▶ Trecho
● ● ● ● ●

Conheça o designer brasileiro responsável pelas novas ilustrações do mundo de Harry Potter
Quando criança em Caxambu, interior de Minas Gerais, o designer Eduardo Lima, 47, vivia sonhando com a imensidão do mundo e desejando ser diretor de cinema para contar suas histórias. Mal sabia que, anos mais tarde, ajudaria a construir um dos mais populares universos do cinema, o mundo bruxo de Harry Potter.
Além de criar elementos gráficos para os filmes da franquia, incluindo Animais Fantásticos e para o parque temático em Orlando, o MinaLima, estúdio de Eduardo e sua sócia Miraphora Mina, em Londres, é responsável pelas ilustrações das reedições dos livros, cerca de 25 anos após o lançamento do primeiro. Harry Potter e a Câmara Secreta ilustrado foi lançado no Brasil pela Rocco, com cores brilhantes, capa dura, elementos interativos em papel e mais de 100 ilustrações inéditas.

● ● ● ● ●

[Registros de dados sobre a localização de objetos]
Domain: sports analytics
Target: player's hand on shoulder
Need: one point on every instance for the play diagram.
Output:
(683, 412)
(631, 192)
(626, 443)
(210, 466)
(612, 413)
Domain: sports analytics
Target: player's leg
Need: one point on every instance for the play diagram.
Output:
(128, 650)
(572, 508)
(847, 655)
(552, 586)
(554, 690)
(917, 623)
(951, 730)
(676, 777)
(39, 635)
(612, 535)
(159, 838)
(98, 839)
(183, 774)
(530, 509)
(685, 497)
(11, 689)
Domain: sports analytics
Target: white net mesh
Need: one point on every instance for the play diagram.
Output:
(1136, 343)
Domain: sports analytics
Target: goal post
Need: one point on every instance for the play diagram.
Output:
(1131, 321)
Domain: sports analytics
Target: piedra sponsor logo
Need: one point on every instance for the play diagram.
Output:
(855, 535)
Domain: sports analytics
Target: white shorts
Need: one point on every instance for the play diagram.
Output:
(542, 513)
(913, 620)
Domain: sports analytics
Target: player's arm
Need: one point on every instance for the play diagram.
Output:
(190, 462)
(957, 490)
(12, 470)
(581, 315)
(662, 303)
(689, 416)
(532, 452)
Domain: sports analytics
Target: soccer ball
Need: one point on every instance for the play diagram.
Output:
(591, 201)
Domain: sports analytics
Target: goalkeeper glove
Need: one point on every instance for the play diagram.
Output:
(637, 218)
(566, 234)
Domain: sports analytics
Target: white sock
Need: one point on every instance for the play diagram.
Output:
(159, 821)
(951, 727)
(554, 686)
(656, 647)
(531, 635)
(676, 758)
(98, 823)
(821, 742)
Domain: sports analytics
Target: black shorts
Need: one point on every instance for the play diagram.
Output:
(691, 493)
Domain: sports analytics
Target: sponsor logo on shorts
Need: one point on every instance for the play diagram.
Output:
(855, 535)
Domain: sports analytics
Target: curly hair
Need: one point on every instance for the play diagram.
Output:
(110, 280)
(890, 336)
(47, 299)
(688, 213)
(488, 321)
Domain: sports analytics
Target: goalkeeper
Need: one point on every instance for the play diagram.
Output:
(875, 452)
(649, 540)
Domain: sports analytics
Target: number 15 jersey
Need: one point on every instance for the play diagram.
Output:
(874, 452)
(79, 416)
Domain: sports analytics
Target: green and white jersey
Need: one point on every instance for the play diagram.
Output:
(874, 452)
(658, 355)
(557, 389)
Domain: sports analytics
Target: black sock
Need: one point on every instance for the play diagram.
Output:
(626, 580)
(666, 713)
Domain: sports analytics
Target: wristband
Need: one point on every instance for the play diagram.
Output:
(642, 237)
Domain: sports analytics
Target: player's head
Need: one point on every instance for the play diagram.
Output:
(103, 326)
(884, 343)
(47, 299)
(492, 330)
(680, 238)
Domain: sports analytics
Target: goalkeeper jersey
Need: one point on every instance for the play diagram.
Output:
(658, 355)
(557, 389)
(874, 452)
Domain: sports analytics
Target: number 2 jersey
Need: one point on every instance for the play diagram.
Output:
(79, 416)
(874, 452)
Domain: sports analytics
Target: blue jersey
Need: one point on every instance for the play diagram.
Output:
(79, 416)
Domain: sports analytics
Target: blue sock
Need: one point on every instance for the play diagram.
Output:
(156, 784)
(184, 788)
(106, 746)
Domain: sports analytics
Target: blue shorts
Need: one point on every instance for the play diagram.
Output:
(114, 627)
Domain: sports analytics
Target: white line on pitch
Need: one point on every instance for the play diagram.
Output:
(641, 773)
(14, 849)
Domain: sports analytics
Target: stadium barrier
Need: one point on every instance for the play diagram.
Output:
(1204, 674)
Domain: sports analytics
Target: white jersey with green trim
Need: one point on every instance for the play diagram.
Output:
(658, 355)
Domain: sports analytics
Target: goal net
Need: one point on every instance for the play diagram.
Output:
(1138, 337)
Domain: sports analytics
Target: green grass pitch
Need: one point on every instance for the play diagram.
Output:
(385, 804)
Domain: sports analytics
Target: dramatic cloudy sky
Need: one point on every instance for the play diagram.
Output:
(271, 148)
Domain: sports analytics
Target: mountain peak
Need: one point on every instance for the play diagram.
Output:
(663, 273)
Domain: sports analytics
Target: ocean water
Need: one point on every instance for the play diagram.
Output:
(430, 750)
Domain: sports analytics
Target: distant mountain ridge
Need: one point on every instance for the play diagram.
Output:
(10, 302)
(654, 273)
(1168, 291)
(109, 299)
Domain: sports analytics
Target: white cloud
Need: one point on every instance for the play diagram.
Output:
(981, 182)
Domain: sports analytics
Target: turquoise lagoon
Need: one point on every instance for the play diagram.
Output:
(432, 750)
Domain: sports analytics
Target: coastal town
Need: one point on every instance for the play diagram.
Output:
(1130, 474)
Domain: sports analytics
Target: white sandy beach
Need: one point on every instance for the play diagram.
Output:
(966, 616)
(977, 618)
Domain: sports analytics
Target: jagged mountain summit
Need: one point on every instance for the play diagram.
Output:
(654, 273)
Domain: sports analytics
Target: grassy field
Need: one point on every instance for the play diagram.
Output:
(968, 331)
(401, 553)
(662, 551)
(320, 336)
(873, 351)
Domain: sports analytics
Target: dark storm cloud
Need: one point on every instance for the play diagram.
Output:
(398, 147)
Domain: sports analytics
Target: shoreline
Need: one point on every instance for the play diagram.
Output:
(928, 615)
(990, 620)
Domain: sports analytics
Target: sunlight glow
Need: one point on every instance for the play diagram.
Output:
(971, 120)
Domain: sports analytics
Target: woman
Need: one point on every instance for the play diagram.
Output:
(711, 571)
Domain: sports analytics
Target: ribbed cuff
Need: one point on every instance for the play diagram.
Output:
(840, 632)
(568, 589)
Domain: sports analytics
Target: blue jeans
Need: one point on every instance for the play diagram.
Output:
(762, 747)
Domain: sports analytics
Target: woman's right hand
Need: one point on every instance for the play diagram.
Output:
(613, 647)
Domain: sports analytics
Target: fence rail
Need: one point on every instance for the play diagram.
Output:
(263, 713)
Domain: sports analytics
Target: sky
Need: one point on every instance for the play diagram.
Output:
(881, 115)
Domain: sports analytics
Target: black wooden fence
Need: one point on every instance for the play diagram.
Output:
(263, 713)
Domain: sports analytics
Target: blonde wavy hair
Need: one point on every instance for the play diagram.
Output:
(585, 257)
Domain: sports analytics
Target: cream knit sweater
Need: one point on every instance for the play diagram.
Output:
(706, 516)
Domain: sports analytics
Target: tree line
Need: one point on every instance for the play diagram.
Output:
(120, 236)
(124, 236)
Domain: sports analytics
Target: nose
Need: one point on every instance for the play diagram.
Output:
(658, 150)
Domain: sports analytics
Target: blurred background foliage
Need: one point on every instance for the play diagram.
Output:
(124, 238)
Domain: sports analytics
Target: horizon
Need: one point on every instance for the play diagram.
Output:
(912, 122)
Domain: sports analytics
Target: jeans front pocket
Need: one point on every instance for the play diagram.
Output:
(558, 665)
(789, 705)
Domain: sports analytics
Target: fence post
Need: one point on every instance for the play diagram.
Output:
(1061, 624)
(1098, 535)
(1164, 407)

● ● ● ● ●

▶ Suas tarefas
**1)** Reproduza a parte do trecho que vai de "Conheça o designer" até "de Harry Potter.", inclusive.
**2)** Segundo o trecho, em que cidade fica o estúdio MinaLima?
As linhas não têm relação com o trecho.

▶ Respostas do exercício
**1)**
Conheça o designer brasileiro responsável pelas novas ilustrações do mundo de Harry Potter
Quando criança em Caxambu, interior de Minas Gerais, o designer Eduardo Lima, 47, vivia sonhando com a imensidão do mundo e desejando ser diretor de cinema para contar suas histórias. Mal sabia que, anos mais tarde, ajudaria a construir um dos mais populares universos do cinema, o mundo bruxo de Harry Potter.

**2)** Em Londres.